Pointing dataset excerpts
---
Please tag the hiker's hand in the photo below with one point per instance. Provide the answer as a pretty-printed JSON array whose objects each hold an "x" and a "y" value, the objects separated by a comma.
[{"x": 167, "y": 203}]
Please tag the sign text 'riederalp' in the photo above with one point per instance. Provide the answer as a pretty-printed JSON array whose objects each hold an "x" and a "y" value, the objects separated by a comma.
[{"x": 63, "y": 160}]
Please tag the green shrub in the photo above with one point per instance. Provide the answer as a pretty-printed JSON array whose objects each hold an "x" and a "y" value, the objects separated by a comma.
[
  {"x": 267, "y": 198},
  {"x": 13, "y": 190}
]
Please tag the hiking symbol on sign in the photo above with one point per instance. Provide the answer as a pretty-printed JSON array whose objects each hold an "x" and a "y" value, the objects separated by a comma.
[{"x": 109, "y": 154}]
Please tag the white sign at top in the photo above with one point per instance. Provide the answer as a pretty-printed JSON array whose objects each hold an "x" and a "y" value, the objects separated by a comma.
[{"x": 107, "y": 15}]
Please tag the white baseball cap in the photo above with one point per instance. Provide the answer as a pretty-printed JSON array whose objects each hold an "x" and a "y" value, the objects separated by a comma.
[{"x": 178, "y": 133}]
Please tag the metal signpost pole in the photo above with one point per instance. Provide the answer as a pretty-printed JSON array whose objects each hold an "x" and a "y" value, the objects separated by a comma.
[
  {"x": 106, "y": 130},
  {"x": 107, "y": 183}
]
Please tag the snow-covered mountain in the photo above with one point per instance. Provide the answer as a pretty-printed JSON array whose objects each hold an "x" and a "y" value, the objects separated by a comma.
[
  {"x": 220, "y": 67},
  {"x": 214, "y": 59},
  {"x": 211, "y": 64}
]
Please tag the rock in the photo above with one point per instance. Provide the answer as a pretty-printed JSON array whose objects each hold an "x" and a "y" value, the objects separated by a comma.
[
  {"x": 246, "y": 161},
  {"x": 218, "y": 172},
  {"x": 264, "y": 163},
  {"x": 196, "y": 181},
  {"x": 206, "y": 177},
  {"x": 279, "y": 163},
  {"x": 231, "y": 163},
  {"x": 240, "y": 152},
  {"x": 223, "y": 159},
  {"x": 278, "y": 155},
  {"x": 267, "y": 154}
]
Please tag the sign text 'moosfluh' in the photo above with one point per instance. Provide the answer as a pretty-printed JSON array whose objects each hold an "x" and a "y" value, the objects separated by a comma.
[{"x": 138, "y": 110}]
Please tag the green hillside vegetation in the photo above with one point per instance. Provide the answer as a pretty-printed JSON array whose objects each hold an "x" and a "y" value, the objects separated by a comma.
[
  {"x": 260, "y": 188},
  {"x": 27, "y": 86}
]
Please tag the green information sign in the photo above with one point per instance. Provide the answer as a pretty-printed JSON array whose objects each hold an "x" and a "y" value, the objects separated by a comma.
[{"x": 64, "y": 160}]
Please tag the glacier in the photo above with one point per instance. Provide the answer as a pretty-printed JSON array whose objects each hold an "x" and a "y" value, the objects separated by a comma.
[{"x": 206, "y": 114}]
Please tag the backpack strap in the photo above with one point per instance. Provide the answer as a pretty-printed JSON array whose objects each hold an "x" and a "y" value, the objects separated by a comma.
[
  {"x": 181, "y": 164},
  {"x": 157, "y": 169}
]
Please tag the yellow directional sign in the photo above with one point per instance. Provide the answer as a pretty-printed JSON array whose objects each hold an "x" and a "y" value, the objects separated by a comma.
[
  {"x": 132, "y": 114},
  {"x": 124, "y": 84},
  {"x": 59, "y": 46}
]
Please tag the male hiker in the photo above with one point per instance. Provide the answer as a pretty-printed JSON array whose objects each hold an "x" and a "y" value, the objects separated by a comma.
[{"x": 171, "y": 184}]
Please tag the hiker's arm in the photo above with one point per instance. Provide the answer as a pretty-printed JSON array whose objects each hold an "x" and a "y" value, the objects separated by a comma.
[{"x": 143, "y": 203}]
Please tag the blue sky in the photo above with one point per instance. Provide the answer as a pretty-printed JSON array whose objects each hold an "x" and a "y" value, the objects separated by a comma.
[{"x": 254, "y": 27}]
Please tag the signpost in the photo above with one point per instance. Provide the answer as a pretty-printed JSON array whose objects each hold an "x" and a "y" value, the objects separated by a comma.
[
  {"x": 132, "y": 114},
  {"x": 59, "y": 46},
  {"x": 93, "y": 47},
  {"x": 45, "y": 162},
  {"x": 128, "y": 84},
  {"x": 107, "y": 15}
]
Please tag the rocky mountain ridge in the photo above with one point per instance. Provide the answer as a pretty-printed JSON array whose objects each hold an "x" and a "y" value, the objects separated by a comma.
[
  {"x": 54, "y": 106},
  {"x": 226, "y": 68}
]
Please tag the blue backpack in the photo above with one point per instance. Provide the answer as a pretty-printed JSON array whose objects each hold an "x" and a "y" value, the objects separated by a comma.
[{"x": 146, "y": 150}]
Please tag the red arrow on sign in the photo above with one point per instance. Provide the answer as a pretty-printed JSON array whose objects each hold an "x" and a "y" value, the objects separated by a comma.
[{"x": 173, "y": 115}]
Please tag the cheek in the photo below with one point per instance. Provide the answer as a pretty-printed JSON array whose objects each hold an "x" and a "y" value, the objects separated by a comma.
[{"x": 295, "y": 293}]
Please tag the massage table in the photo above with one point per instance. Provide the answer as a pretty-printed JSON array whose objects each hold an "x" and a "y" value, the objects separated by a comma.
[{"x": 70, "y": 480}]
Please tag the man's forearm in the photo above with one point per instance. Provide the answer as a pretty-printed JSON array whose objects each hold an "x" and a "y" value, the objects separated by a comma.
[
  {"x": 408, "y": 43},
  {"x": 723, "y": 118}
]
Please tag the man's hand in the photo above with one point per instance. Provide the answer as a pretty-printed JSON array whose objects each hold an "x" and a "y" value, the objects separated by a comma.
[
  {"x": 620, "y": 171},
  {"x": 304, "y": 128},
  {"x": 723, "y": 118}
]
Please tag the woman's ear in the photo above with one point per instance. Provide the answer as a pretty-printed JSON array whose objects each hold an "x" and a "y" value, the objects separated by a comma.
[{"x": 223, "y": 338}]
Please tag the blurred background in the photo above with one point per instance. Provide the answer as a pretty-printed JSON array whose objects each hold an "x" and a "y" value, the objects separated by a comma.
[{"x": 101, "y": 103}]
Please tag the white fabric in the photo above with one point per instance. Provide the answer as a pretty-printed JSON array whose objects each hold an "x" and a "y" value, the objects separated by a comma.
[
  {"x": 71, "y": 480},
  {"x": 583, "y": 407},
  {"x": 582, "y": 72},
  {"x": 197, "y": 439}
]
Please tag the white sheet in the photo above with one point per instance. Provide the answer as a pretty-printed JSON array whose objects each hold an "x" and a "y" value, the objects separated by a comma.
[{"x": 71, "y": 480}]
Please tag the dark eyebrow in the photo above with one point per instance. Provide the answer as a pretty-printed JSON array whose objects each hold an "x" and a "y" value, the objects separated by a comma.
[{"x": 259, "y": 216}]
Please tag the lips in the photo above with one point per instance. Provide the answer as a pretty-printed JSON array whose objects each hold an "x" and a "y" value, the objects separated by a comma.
---
**WORK INSTRUCTIONS**
Take the lines from the one containing "Please tag the woman's" to the last line of the material above and write them out exactly.

**RESULT FOR THIS TASK**
Please tag the woman's ear in the photo above with one point per instance. Provide the answer as a pretty-printed JSON array whose objects each hold an "x" and a "y" value, the objects separated by a comma.
[{"x": 223, "y": 338}]
Please tag the blurred background in the photo above with one point per instance. Provide the answer as a pretty-printed JSON array whose objects each hold an "x" and a "y" value, the objects separated by a comma.
[{"x": 101, "y": 103}]
Please tag the white fabric in the photo above with one point per instance. Provide the answer as a pretty-printed JSON array whose objects each hold an "x" and a "y" value, the objects separated by a comma.
[
  {"x": 71, "y": 480},
  {"x": 583, "y": 407},
  {"x": 582, "y": 72},
  {"x": 197, "y": 439}
]
Please tag the white sheet in the photo above with one point per instance. Provide the answer as a pretty-printed JSON array whose objects each hold an "x" and a "y" value, the objects separated by a comma.
[{"x": 71, "y": 480}]
Please tag the dark eyebrow in the photo above with one point per instance. Provide the answer as a pretty-printed JSON array whose objects each hold an "x" and a "y" value, the objects separated by a comma.
[{"x": 259, "y": 216}]
Please tag the lips in the photo above with one point per instance. Provide the answer as a pretty-printed JSON array whose objects each hold an "x" and a "y" value, the objects separated by a comma.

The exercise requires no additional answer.